> _The problem_: Starting from the line that contains "of the grass", output every remaining line of the records below exactly as it appears, that line and the last one included.

[Stored items]
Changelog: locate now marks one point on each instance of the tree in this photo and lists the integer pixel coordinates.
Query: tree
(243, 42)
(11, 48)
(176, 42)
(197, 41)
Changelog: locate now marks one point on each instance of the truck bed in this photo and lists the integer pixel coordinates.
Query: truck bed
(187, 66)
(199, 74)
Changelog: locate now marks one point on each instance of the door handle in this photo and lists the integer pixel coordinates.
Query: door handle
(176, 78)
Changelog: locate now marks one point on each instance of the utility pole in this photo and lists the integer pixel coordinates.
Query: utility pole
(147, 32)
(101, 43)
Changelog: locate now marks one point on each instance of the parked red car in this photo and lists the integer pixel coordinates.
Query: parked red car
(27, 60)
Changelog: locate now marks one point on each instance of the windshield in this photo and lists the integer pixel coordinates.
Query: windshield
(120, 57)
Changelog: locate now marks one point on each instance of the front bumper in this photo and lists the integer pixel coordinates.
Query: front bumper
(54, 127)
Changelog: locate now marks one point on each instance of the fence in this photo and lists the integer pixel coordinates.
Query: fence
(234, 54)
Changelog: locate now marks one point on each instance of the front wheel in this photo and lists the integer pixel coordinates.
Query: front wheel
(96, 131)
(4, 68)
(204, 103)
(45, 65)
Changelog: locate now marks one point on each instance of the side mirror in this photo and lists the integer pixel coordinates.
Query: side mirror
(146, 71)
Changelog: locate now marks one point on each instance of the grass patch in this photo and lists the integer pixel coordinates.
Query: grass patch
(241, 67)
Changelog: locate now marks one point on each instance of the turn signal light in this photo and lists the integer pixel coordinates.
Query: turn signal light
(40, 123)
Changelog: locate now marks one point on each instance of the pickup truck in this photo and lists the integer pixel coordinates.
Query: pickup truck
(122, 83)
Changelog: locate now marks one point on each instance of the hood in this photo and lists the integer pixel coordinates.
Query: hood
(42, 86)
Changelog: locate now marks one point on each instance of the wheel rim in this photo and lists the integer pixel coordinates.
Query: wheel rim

> _Solution_:
Changelog: locate now marks one point on each instance of the grass patch in this photo and lists the integer pixel coordinates.
Query: grass patch
(241, 67)
Changelog: locate now marks one point on each instance of the turn signal light in this photo and lists the integer pixel coordinates.
Query: turn signal light
(40, 123)
Changelog: locate now marks one point on each instance of the pickup truck in this photo and lists the integer pixel coordinates.
Query: pickup truck
(122, 83)
Changelog: locate now marks one point on each instance of the hood in this photo and lists the integer pixel coordinates.
Query: hood
(42, 86)
Changelog: locate now marks one point on each instance of the wheel rim in this photo and lists the integer pixel coordinates.
Query: wheel rim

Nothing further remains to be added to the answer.